Copy down the rows exactly, starting at the line with "Would you be so kind as to mark the yellow stamen" and ending at the line with "column 111, row 77", both of those included, and nothing more.

Records supplied »
◇ ◇ ◇
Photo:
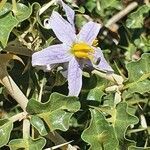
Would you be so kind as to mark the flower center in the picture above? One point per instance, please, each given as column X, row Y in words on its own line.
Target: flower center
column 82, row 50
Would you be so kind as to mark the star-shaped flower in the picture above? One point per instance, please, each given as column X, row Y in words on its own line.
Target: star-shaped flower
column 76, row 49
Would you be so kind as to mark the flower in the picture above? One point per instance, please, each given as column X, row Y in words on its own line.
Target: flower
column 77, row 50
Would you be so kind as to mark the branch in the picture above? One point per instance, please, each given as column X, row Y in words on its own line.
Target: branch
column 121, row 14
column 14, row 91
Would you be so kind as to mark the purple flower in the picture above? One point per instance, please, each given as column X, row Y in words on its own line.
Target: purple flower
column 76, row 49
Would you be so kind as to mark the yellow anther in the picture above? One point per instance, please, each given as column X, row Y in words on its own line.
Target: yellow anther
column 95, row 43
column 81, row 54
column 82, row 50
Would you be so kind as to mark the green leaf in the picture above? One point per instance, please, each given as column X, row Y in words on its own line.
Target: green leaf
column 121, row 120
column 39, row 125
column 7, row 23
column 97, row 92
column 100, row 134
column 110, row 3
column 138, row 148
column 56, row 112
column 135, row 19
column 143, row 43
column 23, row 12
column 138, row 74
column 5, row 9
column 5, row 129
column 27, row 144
◇ ◇ ◇
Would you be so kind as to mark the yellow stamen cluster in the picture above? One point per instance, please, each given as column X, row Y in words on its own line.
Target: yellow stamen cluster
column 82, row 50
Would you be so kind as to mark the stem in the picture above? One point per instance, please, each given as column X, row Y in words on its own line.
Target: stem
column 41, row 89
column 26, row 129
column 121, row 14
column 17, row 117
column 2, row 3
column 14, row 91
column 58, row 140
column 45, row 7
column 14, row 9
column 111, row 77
◇ ◇ ◇
Solved exercise »
Would you be so kind as to mark the yellow stamen cluster in the picture above? One point per instance, please, each given as column X, row Y in words on its own line.
Target: yellow stamen cluster
column 82, row 50
Would you be so kind as to mark the stem in the picture above? One point per instance, please, each given as column X, row Y in words on its own line.
Target: stem
column 41, row 89
column 26, row 129
column 121, row 14
column 17, row 117
column 2, row 3
column 14, row 91
column 58, row 140
column 45, row 7
column 14, row 9
column 111, row 77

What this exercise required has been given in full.